[start Text block]

Main Cleaning and Tokenization Functions
The main functions used to clean and tokenize the data are clean_vector_source
, get_all_grams
, and get_gram_counts
. The goal is to have tokens that contain only ASCII characters, maybe hyphenated or include a hypostrophy, are not digits, and in any case.
# 1o Helper Functions
clean_vector_source = function(vector_source) {
## Given a character vector source,
## 1) Replaces all digits with their word equivalent
## 2) Removes all punctuation other than hyphens and apostrophes
## 3) Keeps hyphens only if they are connecting a compound word, as in "Part-time student"
## 4) Removes input lines with non-ASCII characters
## Returns a clean character vector
clean_output = vector_source %>%
str_num2words %>%
str_replace_all('[^\\sA-Za-z\'\\-]', '') %>%
str_replace_all('(?<!\\b[A-Za-z]{0,9})([-])(?![A-Za-z]+\\b)', "")
clean_output = clean_output[!str_detect(clean_output, "[^\x20-\x7E]")]
return(clean_output)
}
get_all_grams = function(tbl_source) {
## Given an input tbl with a character vector called "clean"
## Extracts all unigrams, bigrams, and trigrams from the character vector
## Returns a single data frame containing all tokens, labelled by the number of grams
unigrams = tbl_source %>% unnest_tokens(token, clean, token="ngrams", n = 1, to_lower=FALSE)

[end Text block]
[start Information supplied]

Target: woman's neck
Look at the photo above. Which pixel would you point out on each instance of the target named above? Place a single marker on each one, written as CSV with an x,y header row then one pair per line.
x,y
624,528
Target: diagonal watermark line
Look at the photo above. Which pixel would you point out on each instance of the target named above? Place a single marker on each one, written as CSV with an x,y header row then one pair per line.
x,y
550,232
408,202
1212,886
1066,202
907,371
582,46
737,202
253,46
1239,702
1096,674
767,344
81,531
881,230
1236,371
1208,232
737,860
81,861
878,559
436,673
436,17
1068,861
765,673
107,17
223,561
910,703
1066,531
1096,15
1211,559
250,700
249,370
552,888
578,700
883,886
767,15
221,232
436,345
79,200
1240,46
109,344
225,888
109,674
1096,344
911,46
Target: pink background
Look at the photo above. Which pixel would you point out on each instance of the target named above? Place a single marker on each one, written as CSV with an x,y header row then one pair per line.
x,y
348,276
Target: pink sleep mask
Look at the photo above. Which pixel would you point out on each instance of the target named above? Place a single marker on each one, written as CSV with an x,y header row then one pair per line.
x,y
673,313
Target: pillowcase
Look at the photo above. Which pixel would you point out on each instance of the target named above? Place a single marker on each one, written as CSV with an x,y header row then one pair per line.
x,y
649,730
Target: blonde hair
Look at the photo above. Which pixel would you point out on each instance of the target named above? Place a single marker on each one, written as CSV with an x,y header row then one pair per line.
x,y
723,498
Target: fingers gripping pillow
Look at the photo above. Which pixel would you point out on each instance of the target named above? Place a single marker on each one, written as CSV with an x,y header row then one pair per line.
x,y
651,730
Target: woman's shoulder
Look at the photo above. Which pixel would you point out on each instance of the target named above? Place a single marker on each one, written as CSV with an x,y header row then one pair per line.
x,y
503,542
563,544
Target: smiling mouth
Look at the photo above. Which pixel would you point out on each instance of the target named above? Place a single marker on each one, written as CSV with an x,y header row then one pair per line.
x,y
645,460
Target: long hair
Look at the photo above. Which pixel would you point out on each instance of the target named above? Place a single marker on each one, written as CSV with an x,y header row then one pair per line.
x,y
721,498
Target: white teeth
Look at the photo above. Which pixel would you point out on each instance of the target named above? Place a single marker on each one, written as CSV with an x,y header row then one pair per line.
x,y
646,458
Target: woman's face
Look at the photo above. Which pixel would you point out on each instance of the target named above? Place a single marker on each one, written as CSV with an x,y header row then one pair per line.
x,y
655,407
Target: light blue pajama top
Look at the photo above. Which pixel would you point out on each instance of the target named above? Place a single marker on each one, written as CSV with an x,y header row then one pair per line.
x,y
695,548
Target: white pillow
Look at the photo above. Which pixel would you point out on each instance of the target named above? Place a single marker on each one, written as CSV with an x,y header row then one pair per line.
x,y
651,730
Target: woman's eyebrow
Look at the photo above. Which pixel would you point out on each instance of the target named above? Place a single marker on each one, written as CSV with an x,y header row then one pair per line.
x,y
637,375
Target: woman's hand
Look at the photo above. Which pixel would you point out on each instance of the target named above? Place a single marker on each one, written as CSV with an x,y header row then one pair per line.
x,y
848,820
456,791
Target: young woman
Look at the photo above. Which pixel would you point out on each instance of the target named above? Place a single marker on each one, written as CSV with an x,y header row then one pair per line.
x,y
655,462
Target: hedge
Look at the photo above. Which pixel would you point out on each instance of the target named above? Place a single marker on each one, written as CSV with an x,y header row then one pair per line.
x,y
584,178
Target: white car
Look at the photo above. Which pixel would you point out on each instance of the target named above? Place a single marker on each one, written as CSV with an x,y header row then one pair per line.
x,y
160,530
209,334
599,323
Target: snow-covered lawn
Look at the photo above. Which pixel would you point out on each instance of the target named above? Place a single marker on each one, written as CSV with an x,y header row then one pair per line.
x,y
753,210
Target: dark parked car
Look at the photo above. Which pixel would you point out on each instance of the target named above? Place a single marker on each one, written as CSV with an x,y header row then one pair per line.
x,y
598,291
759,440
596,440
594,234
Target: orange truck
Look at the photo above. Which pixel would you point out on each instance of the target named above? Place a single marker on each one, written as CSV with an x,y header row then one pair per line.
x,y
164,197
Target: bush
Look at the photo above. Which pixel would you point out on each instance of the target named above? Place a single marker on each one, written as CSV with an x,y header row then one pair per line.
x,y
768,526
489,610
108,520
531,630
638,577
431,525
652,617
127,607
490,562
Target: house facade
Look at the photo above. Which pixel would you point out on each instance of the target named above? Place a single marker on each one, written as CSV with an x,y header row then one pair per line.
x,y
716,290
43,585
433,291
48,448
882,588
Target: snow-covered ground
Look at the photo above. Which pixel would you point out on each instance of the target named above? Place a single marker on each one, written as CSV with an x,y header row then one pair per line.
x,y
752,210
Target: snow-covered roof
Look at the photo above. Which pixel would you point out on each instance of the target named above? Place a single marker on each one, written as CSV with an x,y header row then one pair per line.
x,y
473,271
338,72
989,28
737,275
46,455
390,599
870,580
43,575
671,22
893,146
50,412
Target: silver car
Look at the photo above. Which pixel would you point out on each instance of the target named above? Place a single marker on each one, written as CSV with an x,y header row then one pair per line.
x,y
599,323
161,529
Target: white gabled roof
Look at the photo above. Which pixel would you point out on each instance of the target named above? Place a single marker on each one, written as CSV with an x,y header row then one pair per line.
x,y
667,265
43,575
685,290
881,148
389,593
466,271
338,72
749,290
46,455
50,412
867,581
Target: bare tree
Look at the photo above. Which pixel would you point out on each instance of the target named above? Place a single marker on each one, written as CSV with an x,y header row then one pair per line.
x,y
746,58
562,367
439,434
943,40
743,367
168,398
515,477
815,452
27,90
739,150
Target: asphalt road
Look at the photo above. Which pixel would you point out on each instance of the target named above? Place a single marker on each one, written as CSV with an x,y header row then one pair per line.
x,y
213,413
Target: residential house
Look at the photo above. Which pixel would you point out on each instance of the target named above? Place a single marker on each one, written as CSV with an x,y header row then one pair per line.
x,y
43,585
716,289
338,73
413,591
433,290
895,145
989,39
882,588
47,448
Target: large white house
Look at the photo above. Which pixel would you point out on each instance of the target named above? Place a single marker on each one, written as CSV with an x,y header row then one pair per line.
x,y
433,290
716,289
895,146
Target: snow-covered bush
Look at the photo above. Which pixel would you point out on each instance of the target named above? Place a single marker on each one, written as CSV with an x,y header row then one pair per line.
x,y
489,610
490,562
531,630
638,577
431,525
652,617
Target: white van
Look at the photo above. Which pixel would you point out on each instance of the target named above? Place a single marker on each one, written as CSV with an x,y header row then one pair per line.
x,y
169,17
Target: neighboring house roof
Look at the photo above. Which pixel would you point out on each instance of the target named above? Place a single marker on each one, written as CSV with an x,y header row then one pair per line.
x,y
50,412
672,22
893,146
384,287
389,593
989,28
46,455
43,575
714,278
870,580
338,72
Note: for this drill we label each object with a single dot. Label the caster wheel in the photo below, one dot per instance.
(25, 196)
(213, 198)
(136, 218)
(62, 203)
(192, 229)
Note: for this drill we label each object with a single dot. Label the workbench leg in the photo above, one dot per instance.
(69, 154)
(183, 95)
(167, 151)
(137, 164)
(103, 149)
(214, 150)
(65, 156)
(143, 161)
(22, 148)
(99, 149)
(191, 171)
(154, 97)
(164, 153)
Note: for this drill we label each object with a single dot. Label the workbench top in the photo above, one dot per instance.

[end Information supplied]

Exercise requirements:
1. In the cleaning and tokenization text, list every processing step that the comments inside clean_vector_source number.
2. Pick up the cleaning and tokenization text after its final line and keep writing it.

Results for the exercise:
1.
1) Replaces all digits with their word equivalent
2) Removes all punctuation other than hyphens and apostrophes
3) Keeps hyphens only if they are connecting a compound word, as in "Part-time student"
4) Removes input lines with non-ASCII characters

2.
unigrams$n_gram = 'one'
bigrams = tbl_source %>% unnest_tokens(token, clean, token="ngrams", n = 2, to_lower=FALSE)
bigrams$n_gram = 'two'
trigrams = tbl_source %>% unnest_tokens(token, clean, token="ngrams", n = 3, to_lower=FALSE)
trigrams$n_gram = 'three'
return(bind_rows(unigrams,bigrams,trigrams))
}
# 2o Helper Functions
get_gram_counts = function(vector_source) {
## Given a character vector source,
## Runs clean_vector_source and get_all_grams
## Then, counts the number of instances of each unique token
## Returns a tbl data frame of all the tokens from the input vector
## Sorted by number of occurances and labelled by the number of grams in each token
all_tokens = data.frame(clean=clean_vector_source(vector_source), stringsAsFactors = FALSE) %>%
tbl_df %>%
get_all_grams %>%
group_by(n_gram) %>%
count(token, sort=TRUE)
return(all_tokens)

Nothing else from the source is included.